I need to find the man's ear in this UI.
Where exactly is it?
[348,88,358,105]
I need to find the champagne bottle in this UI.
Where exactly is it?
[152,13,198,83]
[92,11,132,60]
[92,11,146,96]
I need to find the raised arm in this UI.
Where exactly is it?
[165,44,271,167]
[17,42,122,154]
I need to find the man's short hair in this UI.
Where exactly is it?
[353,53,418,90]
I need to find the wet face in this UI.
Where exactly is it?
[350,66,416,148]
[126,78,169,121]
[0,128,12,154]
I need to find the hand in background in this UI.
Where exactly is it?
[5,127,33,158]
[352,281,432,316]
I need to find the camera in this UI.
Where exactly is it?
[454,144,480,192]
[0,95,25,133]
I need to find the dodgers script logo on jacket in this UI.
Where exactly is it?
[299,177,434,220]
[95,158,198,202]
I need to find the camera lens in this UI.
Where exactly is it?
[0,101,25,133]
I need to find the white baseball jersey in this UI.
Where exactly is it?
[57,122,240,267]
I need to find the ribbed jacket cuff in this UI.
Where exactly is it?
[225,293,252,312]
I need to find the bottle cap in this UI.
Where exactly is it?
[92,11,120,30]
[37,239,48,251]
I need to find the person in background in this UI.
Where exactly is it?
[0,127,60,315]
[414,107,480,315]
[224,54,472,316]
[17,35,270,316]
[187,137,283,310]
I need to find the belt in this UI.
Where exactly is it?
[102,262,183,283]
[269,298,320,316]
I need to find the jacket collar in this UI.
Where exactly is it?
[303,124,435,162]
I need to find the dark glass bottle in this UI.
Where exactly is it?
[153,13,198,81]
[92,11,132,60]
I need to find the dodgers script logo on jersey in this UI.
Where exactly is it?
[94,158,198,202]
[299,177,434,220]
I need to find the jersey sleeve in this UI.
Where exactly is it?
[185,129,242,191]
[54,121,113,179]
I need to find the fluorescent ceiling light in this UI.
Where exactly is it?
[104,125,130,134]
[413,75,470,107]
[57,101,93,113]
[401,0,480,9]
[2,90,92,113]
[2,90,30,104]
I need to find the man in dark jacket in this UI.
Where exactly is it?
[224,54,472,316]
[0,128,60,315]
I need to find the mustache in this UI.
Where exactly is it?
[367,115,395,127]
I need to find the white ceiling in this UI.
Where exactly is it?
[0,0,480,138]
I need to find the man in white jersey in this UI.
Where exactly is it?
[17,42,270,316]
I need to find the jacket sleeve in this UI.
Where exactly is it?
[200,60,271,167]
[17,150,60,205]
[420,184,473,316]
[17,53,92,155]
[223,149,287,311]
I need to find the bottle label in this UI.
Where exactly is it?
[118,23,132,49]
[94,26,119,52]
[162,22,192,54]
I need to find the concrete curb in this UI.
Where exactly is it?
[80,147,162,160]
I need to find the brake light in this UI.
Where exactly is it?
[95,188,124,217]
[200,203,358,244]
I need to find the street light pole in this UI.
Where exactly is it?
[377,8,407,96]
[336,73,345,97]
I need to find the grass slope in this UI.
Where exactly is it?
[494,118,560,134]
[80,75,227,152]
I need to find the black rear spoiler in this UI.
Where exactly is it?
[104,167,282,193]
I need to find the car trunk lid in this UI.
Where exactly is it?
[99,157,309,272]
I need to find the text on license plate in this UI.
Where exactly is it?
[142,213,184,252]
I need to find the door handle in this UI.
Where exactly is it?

• **Objective**
Rewrite the material from the line containing "I need to find the fluorescent" through the line containing "[0,128,60,315]", both included, keeping the requests as they are. Multiply every bounding-box coordinate in the answers by 0.2 and round to whole numbers, with halves rounded up.

• **Problem solution**
I need to find the fluorescent ceiling light in this UI.
Where exactly is it?
[21,25,26,27]
[83,15,94,21]
[11,20,19,23]
[80,0,96,2]
[0,18,18,23]
[0,18,6,21]
I need to find the man in dark jacket in this UI.
Where exactly is it?
[45,11,94,63]
[0,26,12,63]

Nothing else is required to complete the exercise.